[Study text]
Symphyla are small, cryptic myriapods without eyes and without pigment. The body is soft and generally 2 to 10 mm long, divided into two body regions: head and trunk. An exceptional size is reached in Hanseniella magna, which attains lengths of 12–13 mm (0.5 in).

The head has long, segmented antennae, a postantennal organ, three pairs of mouthparts: mandibles, the long first maxillae, and the second pair of maxillae which are fused to form the lower lip or labium of the mouth. The antennae serve as sense organs. Disc-like organs of Tömösváry, which probably sense vibrations, are attached to the base of the antennae, as they are in centipedes.

[Source material]

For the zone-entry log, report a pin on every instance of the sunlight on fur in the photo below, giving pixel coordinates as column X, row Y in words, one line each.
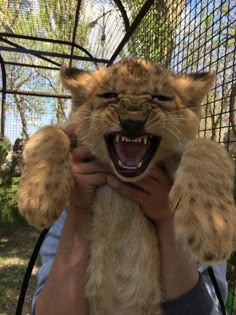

[Instructions]
A: Please answer these questions from the Symphyla text, one answer per line, marked to match:
(i) How long is the body generally?
(ii) Which species reaches 12–13 mm?
(iii) What do the second pair of maxillae fuse to form?
B: Continue the Symphyla text from its last sentence.

[Answer list]
A:
(i) 2 to 10 mm
(ii) Hanseniella magna
(iii) The lower lip, or labium, of the mouth

B:
The trunk comprises 14 segments, which are covered by microhairs on the lateral and ventral integument and by a various number of dorsal tergal plates, from 15 in Scutigerella and Hanseniella, and up till 24 in Ribautiella, increasing the flexibility of the body. Legs are found on the first 12 segments. The 13th segment, which is fused with the 12th segment, bears a pair of spinnerets that resemble cerci, and the 14th segment has a pair of long sensory hairs (trichobothria). Around the anal opening there is a small telson. Symphylans have been reported as living up to four years, and moult throughout their life. Immature individuals have six or seven pairs of legs on hatching, but they add an additional pair at each moult until the adult instar, which usually has twelve pairs of legs. This mode of development is known as hemianamorphosis. Although most adult symphylans have twelve leg pairs, the first pair is absent or vestigial in some species (e.g., those in the genus Symphylella), so adults in some species have only eleven leg pairs. The species with 12 pairs are the only myriapods with walking legs on the first body segment, as the first pair of legs are modified into forcipules in centipedes, in pauropods this segment is a reduced collum which bears ventrally a pair of small papillae, and in millipedes this segment is a collum without any appendages at all.

Symphylans have several features linking them to early insects, such as a labium (fused second maxillae), an identical number of head segments, and certain features of their legs. Each pair of legs is associated with an eversible structure called a "coxal sac", which helps the animal absorb moisture, and a small stylus that may be sensory in function. Similar structures are found in the most primitive insects.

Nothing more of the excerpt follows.